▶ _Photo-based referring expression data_
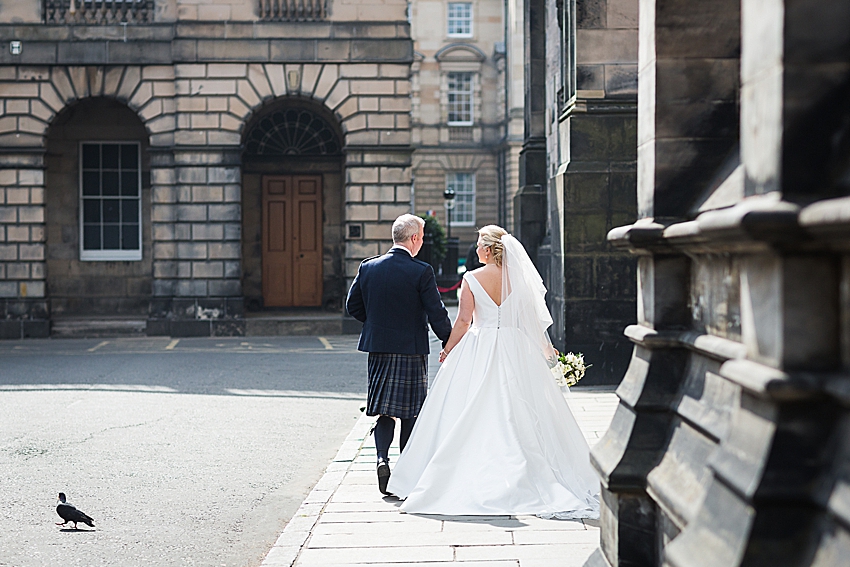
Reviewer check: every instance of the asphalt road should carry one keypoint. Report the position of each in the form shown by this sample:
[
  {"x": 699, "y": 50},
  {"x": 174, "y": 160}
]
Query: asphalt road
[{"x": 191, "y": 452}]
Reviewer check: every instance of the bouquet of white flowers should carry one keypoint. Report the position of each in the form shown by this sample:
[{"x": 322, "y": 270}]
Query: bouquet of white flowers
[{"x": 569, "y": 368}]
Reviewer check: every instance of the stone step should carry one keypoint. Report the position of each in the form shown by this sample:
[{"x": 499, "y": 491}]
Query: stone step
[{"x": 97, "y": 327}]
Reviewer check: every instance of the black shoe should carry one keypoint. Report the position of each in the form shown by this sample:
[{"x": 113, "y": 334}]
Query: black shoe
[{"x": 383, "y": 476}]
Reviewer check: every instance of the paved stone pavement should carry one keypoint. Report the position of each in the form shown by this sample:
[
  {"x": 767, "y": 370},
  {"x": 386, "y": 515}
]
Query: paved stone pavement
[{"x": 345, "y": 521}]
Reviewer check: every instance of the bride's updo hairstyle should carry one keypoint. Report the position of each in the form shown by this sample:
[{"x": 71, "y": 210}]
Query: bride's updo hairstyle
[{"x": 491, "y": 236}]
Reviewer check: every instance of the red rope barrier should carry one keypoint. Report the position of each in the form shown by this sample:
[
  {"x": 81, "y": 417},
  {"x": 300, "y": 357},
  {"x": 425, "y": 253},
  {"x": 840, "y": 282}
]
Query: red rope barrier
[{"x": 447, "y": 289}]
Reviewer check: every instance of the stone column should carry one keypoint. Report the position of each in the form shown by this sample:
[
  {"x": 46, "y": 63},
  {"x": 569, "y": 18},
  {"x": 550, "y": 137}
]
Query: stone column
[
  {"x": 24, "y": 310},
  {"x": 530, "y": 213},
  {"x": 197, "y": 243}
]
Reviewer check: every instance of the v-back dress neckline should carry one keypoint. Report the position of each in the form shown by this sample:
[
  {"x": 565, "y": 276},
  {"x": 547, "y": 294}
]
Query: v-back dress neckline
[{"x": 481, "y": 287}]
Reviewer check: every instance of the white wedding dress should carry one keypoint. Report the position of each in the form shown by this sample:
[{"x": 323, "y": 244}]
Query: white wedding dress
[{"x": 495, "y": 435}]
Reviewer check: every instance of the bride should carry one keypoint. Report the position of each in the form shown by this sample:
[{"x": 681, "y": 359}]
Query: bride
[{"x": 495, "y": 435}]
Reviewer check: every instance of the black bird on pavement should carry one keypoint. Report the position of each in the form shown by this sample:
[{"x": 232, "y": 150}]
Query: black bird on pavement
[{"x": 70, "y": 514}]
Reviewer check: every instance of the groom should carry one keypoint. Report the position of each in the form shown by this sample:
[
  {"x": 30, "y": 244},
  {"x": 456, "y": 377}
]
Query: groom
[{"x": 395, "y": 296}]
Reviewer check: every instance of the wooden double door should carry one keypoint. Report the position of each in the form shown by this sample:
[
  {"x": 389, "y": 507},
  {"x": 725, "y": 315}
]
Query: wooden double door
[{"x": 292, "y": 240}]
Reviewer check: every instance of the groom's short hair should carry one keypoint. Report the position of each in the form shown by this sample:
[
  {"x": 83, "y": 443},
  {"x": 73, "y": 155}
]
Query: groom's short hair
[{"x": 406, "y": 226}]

▶ _What needs to be done_
Every line from the one with "Query: white wedding dress" to the end of the records above should be returned exactly, and no other lines.

▶ _Answer to this task_
Query: white wedding dress
[{"x": 495, "y": 435}]
Reviewer check: every instance of the bride should carry one keypoint. Report the position of each in the form shown by this sample:
[{"x": 681, "y": 359}]
Query: bride
[{"x": 495, "y": 435}]
Reviewer check: every instance of the black bird on pavement should carry one keypoint. Report the position of each in the form shown by this sample:
[{"x": 232, "y": 150}]
Query: black bird on pavement
[{"x": 70, "y": 514}]
Reviewer check: every instance of the groom should carry one keypoint. Report the position of each in the form shown by this sample:
[
  {"x": 30, "y": 244},
  {"x": 456, "y": 377}
]
Query: groom
[{"x": 395, "y": 296}]
Reviewer check: every instance of the wooden double door should carry one keypoint. Report the position of each in the form shown by this sample:
[
  {"x": 389, "y": 507},
  {"x": 725, "y": 315}
]
Query: wooden double door
[{"x": 292, "y": 240}]
Reviewer check: every instance of the groom's short hair should carry one keypoint. Report the position of each in the form shown by this sample:
[
  {"x": 83, "y": 443},
  {"x": 73, "y": 155}
]
Query: groom's short hair
[{"x": 406, "y": 226}]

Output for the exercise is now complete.